● EXCERPT:
Text Correction for Historical Documents

University of Sheffield Collaborating Faculties: Faculty of Arts & Humanities, Faculty of Engineering, Digital Humanities Institute (DHI)

External Partner: British Library

Related Links: https://www.dhi.ac.uk/text-correction-for-mining-historical-documents/

Overview: This project addresses the critical issue of correcting noisily OCR’d historical documents, focusing on the British Library Newspapers (BLN) collection. BLN is a major corpus of over 200 years of scanned British newspapers from over 240 newspapers with textual data, visual data, and metadata available. Scanned newspaper images have undergone OCR (optical character recognition) processing, resulting in inaccurate transcriptions due to the degradation of the original documents. The project aims to employ advanced deep-learning techniques to improve the quality of these transcriptions. The final outputs will be high-quality corrected transcriptions of BLN and open-source code for OCR text correction, both of which would serve as valuable resources for humanities researchers.

Motivation: Since the early 2000s, significant digitisation efforts have been undertaken to preserve and make accessible historical primary sources such as newspapers, early printed books, and handwritten documents. While these efforts have been instrumental in advancing humanities research, the low quality of OCR transcriptions remains a significant barrier to discovering new historical insights. The successful completion of this project promises both short-term and long-term benefits. In the short term, it will significantly enhance the transcription quality of BLN, enabling accurate and efficient searching within the collection as well as unlocking the potential for text mining, which was previously impractical due to low transcription quality. In the long term, the project’s success could revolutionise research on other large collections of historical documents, allowing researchers to track content changes, language evolution, and shifts in thought across different time periods. By being language-independent, the impact could extend to historical documents worldwide, advancing research on a global scale.

● PROVIDED MATERIAL:
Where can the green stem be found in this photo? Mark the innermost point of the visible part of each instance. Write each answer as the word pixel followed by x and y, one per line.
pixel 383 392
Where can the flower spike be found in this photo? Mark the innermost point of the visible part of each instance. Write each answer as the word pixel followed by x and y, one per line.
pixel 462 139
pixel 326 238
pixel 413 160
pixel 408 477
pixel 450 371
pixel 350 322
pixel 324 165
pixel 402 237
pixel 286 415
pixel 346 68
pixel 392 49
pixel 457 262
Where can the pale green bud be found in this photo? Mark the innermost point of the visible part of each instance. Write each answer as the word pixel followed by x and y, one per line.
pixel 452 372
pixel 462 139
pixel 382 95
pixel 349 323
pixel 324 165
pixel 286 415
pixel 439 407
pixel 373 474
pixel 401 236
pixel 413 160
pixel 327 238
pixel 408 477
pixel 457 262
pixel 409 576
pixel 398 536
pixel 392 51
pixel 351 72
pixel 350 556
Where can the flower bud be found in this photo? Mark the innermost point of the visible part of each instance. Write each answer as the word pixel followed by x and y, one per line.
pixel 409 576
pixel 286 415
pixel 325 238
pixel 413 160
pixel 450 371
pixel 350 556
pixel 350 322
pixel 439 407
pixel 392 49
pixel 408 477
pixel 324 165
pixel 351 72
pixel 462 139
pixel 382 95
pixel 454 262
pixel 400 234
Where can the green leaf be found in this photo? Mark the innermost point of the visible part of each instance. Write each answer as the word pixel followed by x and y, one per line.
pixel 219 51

● PROBLEM STATEMENT: In the project description above, how many newspapers does the British Library Newspapers collection draw from?

● RESPONSE TO THIS TASK: Over 240 newspapers.